OBJECTIVE: Could you reproduce, word for word, the lines of the records below that begin at the line containing "Reviewer note: verify that every instance of the man's" and run through the end of the records, both ends included?

[Position identification records]

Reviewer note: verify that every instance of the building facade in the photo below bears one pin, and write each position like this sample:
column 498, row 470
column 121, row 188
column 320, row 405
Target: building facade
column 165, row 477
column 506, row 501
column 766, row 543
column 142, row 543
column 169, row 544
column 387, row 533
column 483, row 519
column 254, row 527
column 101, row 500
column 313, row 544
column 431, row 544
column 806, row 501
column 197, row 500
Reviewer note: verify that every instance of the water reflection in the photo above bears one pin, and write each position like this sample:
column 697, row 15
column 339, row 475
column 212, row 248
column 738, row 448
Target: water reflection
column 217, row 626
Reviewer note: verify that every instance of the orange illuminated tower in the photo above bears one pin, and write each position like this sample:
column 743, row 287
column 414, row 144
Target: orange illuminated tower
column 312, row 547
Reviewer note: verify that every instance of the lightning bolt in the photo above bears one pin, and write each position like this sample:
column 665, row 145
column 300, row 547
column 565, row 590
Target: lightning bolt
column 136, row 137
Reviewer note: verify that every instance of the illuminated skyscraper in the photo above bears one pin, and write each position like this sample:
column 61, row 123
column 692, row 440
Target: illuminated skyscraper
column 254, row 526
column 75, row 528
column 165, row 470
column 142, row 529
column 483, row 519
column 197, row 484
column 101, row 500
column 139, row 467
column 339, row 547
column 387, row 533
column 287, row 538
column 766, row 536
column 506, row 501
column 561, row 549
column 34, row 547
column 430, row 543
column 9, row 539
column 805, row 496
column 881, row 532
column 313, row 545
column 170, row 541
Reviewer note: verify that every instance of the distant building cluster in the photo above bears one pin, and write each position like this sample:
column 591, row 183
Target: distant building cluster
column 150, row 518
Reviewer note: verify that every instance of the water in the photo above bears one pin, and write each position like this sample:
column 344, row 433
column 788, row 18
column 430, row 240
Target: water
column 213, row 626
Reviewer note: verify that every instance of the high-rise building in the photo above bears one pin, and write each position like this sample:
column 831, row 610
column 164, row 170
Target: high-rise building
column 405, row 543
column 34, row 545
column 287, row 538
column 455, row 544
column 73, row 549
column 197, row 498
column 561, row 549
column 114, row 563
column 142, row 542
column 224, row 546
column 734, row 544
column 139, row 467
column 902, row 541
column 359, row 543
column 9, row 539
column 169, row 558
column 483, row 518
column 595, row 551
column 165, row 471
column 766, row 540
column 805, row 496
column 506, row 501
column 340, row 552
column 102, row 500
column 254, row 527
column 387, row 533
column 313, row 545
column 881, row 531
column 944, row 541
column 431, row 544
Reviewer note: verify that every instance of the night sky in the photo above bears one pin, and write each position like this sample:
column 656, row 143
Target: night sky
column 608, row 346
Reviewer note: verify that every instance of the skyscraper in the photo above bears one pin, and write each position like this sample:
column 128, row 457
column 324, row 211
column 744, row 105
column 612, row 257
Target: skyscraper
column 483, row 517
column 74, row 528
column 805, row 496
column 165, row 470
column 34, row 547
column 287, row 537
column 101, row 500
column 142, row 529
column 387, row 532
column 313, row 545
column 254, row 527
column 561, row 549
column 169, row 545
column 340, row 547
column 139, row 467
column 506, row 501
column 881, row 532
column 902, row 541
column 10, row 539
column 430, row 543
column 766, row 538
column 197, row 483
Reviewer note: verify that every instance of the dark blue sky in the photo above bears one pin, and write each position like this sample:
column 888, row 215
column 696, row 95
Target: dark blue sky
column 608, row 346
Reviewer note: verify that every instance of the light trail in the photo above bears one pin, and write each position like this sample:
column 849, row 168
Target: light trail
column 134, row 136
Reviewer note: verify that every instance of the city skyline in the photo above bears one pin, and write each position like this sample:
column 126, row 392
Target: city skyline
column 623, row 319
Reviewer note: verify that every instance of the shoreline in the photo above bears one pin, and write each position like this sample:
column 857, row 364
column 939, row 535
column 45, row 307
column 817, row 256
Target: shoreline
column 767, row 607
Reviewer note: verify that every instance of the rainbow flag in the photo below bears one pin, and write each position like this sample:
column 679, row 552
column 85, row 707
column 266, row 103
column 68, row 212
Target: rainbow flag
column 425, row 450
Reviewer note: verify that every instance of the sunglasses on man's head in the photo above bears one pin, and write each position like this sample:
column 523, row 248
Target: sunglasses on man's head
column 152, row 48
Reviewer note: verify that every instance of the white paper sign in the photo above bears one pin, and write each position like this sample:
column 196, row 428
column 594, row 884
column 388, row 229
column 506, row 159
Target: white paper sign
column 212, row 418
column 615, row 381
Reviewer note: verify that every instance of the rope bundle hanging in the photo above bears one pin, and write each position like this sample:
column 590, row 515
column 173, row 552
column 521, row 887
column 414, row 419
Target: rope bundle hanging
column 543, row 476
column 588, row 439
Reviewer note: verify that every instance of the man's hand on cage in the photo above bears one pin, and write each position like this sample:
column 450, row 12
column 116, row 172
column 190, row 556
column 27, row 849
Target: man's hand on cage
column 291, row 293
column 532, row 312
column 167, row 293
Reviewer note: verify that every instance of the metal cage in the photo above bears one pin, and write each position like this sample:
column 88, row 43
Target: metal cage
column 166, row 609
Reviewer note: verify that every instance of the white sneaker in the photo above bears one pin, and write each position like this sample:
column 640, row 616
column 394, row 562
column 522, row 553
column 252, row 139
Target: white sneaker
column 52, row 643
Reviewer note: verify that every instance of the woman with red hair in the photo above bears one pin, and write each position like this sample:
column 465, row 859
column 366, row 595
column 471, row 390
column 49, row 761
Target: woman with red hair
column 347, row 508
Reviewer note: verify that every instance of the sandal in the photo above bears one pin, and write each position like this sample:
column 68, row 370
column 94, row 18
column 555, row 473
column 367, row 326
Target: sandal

EXERCISE ANSWER:
Reviewer note: verify that every instance of the man's hand on cage in the photo above bears one pin, and write each position like this sample:
column 450, row 12
column 116, row 172
column 190, row 556
column 27, row 849
Target: man's hand on cage
column 291, row 293
column 532, row 312
column 167, row 293
Reviewer note: verify that every instance of the metal cage in the photo above bears one pin, and write each position like this sample:
column 88, row 43
Target: metal cage
column 166, row 609
Reviewer note: verify that every instance of the white sneaker in the photo above bears one pin, and write each position like this sample:
column 640, row 616
column 394, row 562
column 522, row 553
column 252, row 139
Target: white sneaker
column 52, row 643
Reviewer note: verify that every instance of the woman with red hair in the photo above bears one pin, and write each position like this sample:
column 465, row 859
column 366, row 595
column 471, row 390
column 49, row 761
Target: woman with red hair
column 347, row 508
Reviewer note: verify that every instance of the sandal in the photo above bears one pin, and write each position like this sample:
column 68, row 370
column 94, row 18
column 555, row 473
column 367, row 326
Target: sandal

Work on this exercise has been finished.